-- START Text extract --

Several problems occur:
1) Any simple scheme for modulating the radio (FSK, ASK, PSK, etc.) to carry
the bits will have much greater bandwidth than the original voice.  4kHz
bandwidth * 2 for Nyquist, * 8 bits = 64Kb/second.  If you have the
bandwidth to burn, that makes the problem a whole lot easier.  Simply
modulating the carrier with the scrambled bits amounts to 256-level
amplitude- (or frequency-) shift keying, which would be extraordinarily
difficult to demodulate with any accuracy.  Your receiver would have to
correctly pick out very small differences from one byte to the next --
differences that are probably much smaller than the noise.

2) You need some way to synchronize the receiver's sequence with the
transmitter's.  This is most easily achieved by sending the data in
fixed-length blocks with synchronizing sequences of some kind between them.
That adds yet more to the bandwidth, but that's part of the cost of sending
the voice digitally anyway.

3) For real security, you need to use a cryptographic pseudo-random sequence
generator, such as DES.  (You can make any block cypher algorithm into a
pseudo-random sequence generator by feeding the output from one round into
the next round.)

Real systems (like military ones) usually deal with the bandwidth problem by
compressing the audio up front, which reduces the number of bits, and then
using complex and sophisticated modulation techniques to the point that the
data stream can be sent in about the same bandwidth as the original voice.

-- END Text extract --
-- START Entries shown --

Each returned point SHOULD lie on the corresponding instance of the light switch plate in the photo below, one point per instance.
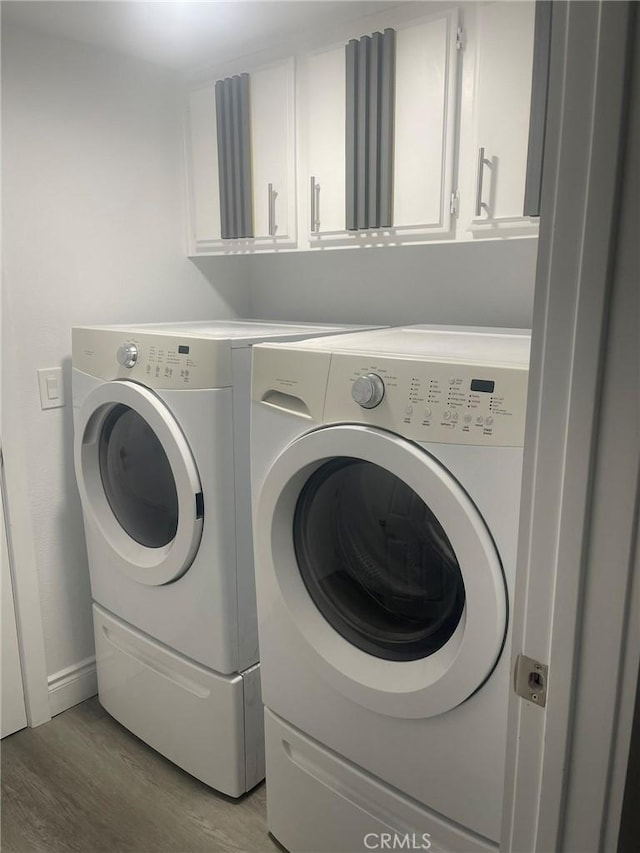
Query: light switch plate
(51, 388)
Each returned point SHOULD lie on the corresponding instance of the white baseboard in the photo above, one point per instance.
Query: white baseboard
(72, 685)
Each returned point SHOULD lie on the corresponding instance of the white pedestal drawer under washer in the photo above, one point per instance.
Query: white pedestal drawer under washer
(161, 450)
(386, 472)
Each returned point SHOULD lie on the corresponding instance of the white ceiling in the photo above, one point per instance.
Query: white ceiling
(183, 35)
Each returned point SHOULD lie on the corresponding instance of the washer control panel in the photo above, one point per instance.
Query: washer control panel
(127, 355)
(455, 403)
(155, 360)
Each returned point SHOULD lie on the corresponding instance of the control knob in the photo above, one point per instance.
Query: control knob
(127, 355)
(368, 390)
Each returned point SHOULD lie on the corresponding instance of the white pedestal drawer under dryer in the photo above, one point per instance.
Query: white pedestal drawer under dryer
(161, 420)
(386, 473)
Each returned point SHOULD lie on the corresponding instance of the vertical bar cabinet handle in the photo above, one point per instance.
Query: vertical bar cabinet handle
(479, 176)
(314, 212)
(272, 226)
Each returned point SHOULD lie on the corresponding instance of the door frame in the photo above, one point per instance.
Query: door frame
(566, 763)
(26, 591)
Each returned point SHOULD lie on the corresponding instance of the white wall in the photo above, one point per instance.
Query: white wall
(488, 283)
(93, 218)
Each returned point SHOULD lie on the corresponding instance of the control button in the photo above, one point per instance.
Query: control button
(127, 355)
(368, 390)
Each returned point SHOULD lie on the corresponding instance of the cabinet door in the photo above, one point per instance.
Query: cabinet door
(426, 65)
(273, 152)
(424, 135)
(504, 64)
(202, 155)
(325, 96)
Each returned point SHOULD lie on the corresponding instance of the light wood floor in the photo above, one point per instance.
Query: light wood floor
(84, 783)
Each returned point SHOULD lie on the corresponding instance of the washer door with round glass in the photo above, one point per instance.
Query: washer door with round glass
(138, 481)
(386, 568)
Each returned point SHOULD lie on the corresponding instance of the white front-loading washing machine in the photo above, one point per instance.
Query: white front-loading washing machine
(161, 421)
(386, 473)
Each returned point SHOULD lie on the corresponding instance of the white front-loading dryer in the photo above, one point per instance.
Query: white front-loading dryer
(386, 481)
(161, 422)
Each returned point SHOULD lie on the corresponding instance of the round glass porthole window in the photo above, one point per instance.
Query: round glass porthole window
(376, 561)
(137, 478)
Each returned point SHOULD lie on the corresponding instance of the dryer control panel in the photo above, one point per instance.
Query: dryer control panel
(454, 403)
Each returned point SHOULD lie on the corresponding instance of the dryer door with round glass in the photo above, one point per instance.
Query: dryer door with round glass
(138, 481)
(386, 567)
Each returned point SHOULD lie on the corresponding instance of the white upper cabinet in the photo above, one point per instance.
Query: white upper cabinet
(202, 160)
(426, 73)
(328, 168)
(272, 161)
(324, 103)
(273, 154)
(424, 105)
(495, 116)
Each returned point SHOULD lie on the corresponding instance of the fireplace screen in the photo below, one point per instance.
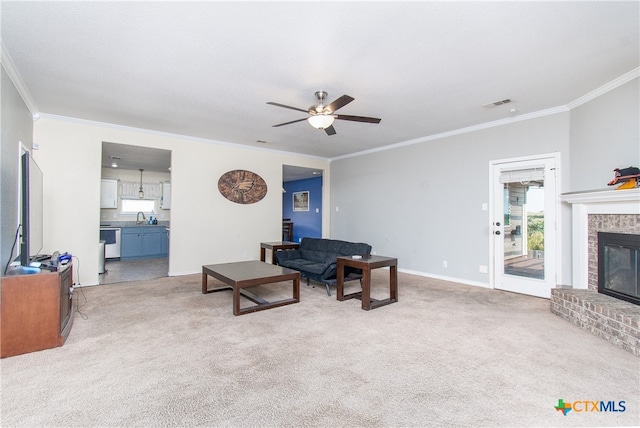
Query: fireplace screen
(619, 266)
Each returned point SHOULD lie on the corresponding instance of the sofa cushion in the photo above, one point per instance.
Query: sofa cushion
(316, 257)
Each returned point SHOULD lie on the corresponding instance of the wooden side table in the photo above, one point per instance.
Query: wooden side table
(367, 264)
(276, 246)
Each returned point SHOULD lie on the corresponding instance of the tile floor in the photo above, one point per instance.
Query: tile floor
(133, 270)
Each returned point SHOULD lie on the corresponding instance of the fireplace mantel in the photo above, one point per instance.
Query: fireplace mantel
(594, 202)
(602, 196)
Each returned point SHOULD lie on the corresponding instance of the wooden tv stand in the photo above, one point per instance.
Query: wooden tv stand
(36, 311)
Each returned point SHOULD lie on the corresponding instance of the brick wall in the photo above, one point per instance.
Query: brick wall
(615, 320)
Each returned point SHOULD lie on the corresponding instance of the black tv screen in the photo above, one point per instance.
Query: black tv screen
(31, 202)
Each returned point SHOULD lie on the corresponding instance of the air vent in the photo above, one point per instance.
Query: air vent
(498, 103)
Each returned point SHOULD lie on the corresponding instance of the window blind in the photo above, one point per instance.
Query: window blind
(522, 176)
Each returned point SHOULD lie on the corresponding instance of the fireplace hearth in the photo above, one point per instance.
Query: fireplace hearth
(619, 266)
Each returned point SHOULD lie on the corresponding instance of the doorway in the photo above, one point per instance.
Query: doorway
(302, 198)
(137, 181)
(524, 227)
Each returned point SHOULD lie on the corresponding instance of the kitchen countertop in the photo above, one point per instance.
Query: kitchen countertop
(122, 224)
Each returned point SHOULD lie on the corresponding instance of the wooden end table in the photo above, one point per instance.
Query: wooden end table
(367, 264)
(240, 275)
(276, 246)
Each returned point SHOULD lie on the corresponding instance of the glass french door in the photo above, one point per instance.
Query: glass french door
(524, 225)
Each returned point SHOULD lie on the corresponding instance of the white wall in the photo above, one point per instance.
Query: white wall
(17, 126)
(605, 134)
(205, 227)
(423, 203)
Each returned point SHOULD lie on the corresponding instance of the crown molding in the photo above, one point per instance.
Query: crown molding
(168, 134)
(474, 128)
(12, 72)
(625, 78)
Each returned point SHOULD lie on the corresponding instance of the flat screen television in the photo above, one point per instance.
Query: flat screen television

-- END Entries shown --

_Tasks to complete_
• A. In the text on scrambled digital voice transmission, how do real systems such as military ones handle the bandwidth problem?
• B. Extend the text on scrambled digital voice transmission, starting after its final sentence.

_Written responses_
• A. They compress the audio first to reduce the number of bits. They then use complex, sophisticated modulation so that the data stream can be sent in about the same bandwidth as the original voice.

• B.
This takes more number-crunching horsepower than a PIC can muster, but is
within the capability of relatively cheap DSP chips.

SO if you can use more than 64kHz to send your 4kHz voice signals, you can
probably do it with a PIC.  The most difficult thing to build will be the
demodulator that picks the bits out of the stuff arriving at the receiver
end.  There are a number of techniques like Manchester encoding that will
make this easier, but most of them will increase your bandwidth some more
again (double, as I recall, for Manchester).

You might note that digital cell phones arrived long after analog ones, but
that when they arrived, they were encrypted (sort of, but it was politics
not technical difficulty that made it very weak encryption).  Encrypting a
digitized voice stream is a much easier problem than getting the bits from
one end of the radio to the other.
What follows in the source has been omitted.